*Your task*.
Copy all of the records word for word.

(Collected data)
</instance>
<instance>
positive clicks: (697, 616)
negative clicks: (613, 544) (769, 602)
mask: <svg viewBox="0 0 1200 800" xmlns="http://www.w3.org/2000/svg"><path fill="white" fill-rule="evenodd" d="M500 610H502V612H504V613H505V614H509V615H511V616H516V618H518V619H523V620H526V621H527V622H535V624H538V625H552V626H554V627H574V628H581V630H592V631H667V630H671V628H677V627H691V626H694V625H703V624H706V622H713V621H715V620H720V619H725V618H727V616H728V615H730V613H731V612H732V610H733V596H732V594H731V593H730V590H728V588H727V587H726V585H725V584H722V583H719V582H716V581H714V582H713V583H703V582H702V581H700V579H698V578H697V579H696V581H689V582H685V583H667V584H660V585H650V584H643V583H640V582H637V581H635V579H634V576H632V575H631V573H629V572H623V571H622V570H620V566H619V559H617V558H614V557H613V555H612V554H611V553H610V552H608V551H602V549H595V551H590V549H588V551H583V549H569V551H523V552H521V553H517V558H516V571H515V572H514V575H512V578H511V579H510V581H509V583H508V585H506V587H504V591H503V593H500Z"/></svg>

*Completed task*.
</instance>
<instance>
positive clicks: (697, 616)
negative clicks: (613, 544) (769, 602)
mask: <svg viewBox="0 0 1200 800" xmlns="http://www.w3.org/2000/svg"><path fill="white" fill-rule="evenodd" d="M500 610H502V612H504V613H505V614H509V615H511V616H516V618H518V619H523V620H526V621H527V622H535V624H538V625H552V626H554V627H574V628H581V630H592V631H667V630H671V628H677V627H691V626H694V625H703V624H706V622H713V621H715V620H720V619H725V618H727V616H728V615H730V613H731V612H732V610H733V596H732V594H731V593H730V590H728V588H727V587H726V585H725V584H722V583H719V582H716V581H714V582H713V583H703V582H702V581H700V579H698V578H697V579H696V581H689V582H685V583H667V584H660V585H650V584H643V583H640V582H637V581H635V579H634V576H632V575H631V573H629V572H623V571H622V570H620V566H619V559H617V558H614V557H613V555H612V554H611V553H610V552H608V551H602V549H595V551H590V549H588V551H583V549H569V551H523V552H521V553H517V558H516V571H515V572H514V575H512V578H511V579H510V581H509V583H508V585H506V587H504V591H503V593H500Z"/></svg>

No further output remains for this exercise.